_Study questions_:
• a. In the text on equal-weight and small-cap investing, why does the writer say the bet on falling interest rates lifting small companies is dead? Answer in one to three sentences.
• b. Please continue the piece on equal-weight and small-cap investing from its last sentence.

_Exercise text_:
☆ ☆ ☆ ☆ ☆
Two things stand out. The equal-weight version and the small caps had a poor 2025 — up two and three per cent, while the standard index made eight.
That is precisely what I was buying into at the turn of the year: the unloved stuff. Buying what has lagged always feels wrong, which is rather the point of it.
And so far this year, it has held up. Equal weight has matched the plain index almost to the decimal, and the small caps are up sixteen per cent.
It is barely six months and it proves nothing yet, but I believe the equal weight index will outstrip the cap weight, over the next year or so at least. It has already gone from 2.5% last year to 9.6% year to date — this baby is accelerating, I don’t believe the Magnificent Seven will.
The arguments I won’t make
There are three popular reasons to do what I’ve done. I think two of them are weak, and I would rather say so than pretend my side is airtight.
The first is the one you hear most: concentration is at a record, so it must snap back. This is the weakest argument in investing. A stretched elastic band tells you it is stretched; it tells you nothing about when it lets go.
Concentration like this can persist for years and get worse — it just did, all the way to this week’s record high.
The second was, honestly, half of my original reasoning, and it has come apart. Small companies feel interest rates far more than the giants do, and a year ago I expected falling rates to carry them up. That bet is dead: the Fed has stopped cutting, inflation is the hottest it has been in nearly three years, and the market now expects rates to rise, not fall.
That is a headwind for exactly the small, indebted companies I leaned into. They have risen this year anyway — which tells you the rate story was never the whole story.
☆ ☆ ☆ ☆ ☆
_Raw data_:

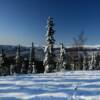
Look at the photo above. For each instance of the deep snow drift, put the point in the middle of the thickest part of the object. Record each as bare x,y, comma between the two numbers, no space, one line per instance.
71,85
☆ ☆ ☆ ☆ ☆
_Answers to this exercise_:
• a. The Fed has stopped cutting, inflation is the hottest it has been in nearly three years, and the market now expects rates to rise, not fall. That makes rates a headwind for the small, indebted companies the writer leaned into.

• b.
The third is that this is a Trump trade: tariffs and tax cuts favouring home-grown American firms. Maybe. But tariffs help the company that builds and sells at home and clobber the many small ones that import what they make things from. Politics is a terrible foundation for a portfolio, and I hold that reason most loosely of all.
It has been called before, and missed
At the start of 2024, Fundstrat’s Tom Lee — a serious analyst, not a chancer — said the small-cap index would jump fifty per cent in a year, on the very argument I have just half-dismantled.
It returned eleven. The standard S&P did twenty-five.
The giants simply kept winning. He is making much the same call for 2026, and this time, so far, it is going his way — which is exactly why I am wary of reading too much into six good months.
Tom Hayes, who runs the Great Hill Capital hedge fund, has spent months making the same broadening case. I think he’s right, time will tell.
One thing I must point out about that small-cap Russell 2000 fund: roughly four in ten of the companies in it make no profit at all — yet. But the Russell trade isn’t the focus of this article, I just mention it because it happened at the same time. And it’s done rather well!
So why switch to equal-weight?
Fair question. Which wins over the next couple of years — equal weight, or the standard index? I don’t know. Nobody does, and the people who sound certain are usually selling something.
What I know is narrower, and more useful. The index I passively owned had quietly turned into an active bet I never actually chose.
Moving to equal weight does not promise me a better return. It just means that whatever happens next, I am not exposed so heavily to the madness of the Magnificent Seven. They have given us fantastic ride up until now, but I fear they may be running out of breath, and I’d rather spread my bets a little.
And no, for anyone who has read me before, I have not stopped picking my own stocks — that is the top layer of what I do, but it’s a smaller one. The boring index core still does most of the heavy lifting. This piece is about that core.
An index fund isn’t a thing you buy and forget. It is a portfolio that quietly changes shape while everyone admires the returns.
Mine just changed shape on purpose.
This is what I’ve done with my own money, and why. It isn’t financial advice, and it isn’t a suggestion that you do the same — I get things wrong, as the rest of this piece makes clear. Do your own research, and remember the value of investments can fall as well as rise.